Texte fourni:
^^^^^^^^^^^^^^^^
Pour un grand nombre de communes, le pâturage forestier est un poste extrêmement important. A Gordes, au moment de l’application de la nouvelle réglementation, le pâturage représente la totalité des recettes forestières. Après une certaine baisse amorcée dès 1831, on retrouve à nouveau un poste de pâturage qui constitue la totalité de la recette forestière en 1840, 1841 et 1843. A Puyméras aussi, de 1827 à 1832, le pâturage est la seule rentrée forestière.
Certaines communes voient disparaître le pâturage forestier de façon très progressive, comme si les dirigeants, suivant les conseils de l’administration forestière, incitaient les particuliers à abandonner cette technique défavorable aux forêts. A Saint-Cannat, du milieu à la fin du XIXe siècle, ce poste a perdu 35,08 % de façon très progressive.
Pour d’autres communes au contraire, le pâturage forestier disparaît brusquement. A La Tour d’Aigues par exemple, de 1831 à 1840, le pâturage représente 76,25 % de la recette forestière et ultérieurement il n’est plus que de 24,70 %. Il semble qu’il faille plus retenir ici une prise de conscience rapide de la part des dirigeants municipaux plutôt qu’un contexte économique défavorable car les autres communes se trouveraient dans la même situation.
Dans les cas ci-dessus, le poste du pâturage forestier diminue considérablement, dans d’autres communes cette pratique est totalement abandonnée. A partir de 1847, après avoir accusé une baisse progressive, à Lacoste, le poste du pâturage forestier disparaît totalement. De 1827 à 1829, ce poste était essentiel car il représentait 42,80 % de la recette forestière et à peu près 10 % de la recette générale. A partir de cette année, le pâturage baissera progressivement et disparaîtra totalement. A Puyméras la situation est particulière puisque le pâturage est abandonné totalement de 1837 à 1884, repris pendant quatre années, de 1886 à 1889, avec des chiffres peu importants, et à nouveau abandonné.
Dans le contexte d’une simple baisse du poste du pâturage forestier, il faut noter que, très souvent, celle-ci intervient au milieu du XIXe siècle. Au début de l’application du Code, les habitudes, les nécessités imposaient la pratique du pâturage forestier. Le travail des agents de l’administration, les recommandations de cette dernière, le durcissement de la réglementation quant aux animaux destinés au commerce, la modification de la perception de la redevance, la possibilité de recourir à de nouvelles techniques pour nourrir les bêtes devaient conduire à une diminution du pâturage forestier vers les années 1850-1860.
^^^^^^^^^^^^^^^^
Extraits de données:
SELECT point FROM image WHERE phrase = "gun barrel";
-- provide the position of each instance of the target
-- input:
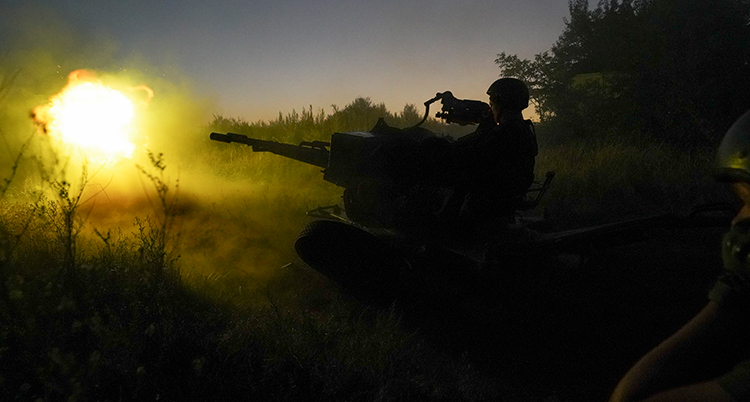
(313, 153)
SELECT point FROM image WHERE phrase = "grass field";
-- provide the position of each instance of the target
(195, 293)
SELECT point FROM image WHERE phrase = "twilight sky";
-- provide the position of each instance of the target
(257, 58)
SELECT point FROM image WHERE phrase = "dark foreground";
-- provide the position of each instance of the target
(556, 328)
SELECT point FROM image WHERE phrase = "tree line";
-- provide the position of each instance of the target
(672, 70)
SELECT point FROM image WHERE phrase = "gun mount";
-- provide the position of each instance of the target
^^^^^^^^^^^^^^^^
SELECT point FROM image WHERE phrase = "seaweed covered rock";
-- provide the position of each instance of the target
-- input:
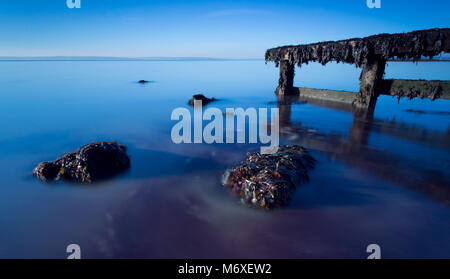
^^^^^^^^^^^^^^^^
Tâche demandée:
Répondez à ces questions sur le texte consacré au pâturage forestier :
1. À Puyméras, pendant quelles années le pâturage est-il la seule rentrée forestière ?
2. À La Tour d'Aigues, de 1831 à 1840, quelle part de la recette forestière le pâturage représente-t-il ?
3. À Lacoste, à partir de quelle année le poste du pâturage forestier disparaît-il totalement ?
Les items n'ont aucun rôle dans ce travail.

Réponse complète:
1. De 1827 à 1832.
2. 76,25 %.
3. À partir de 1847.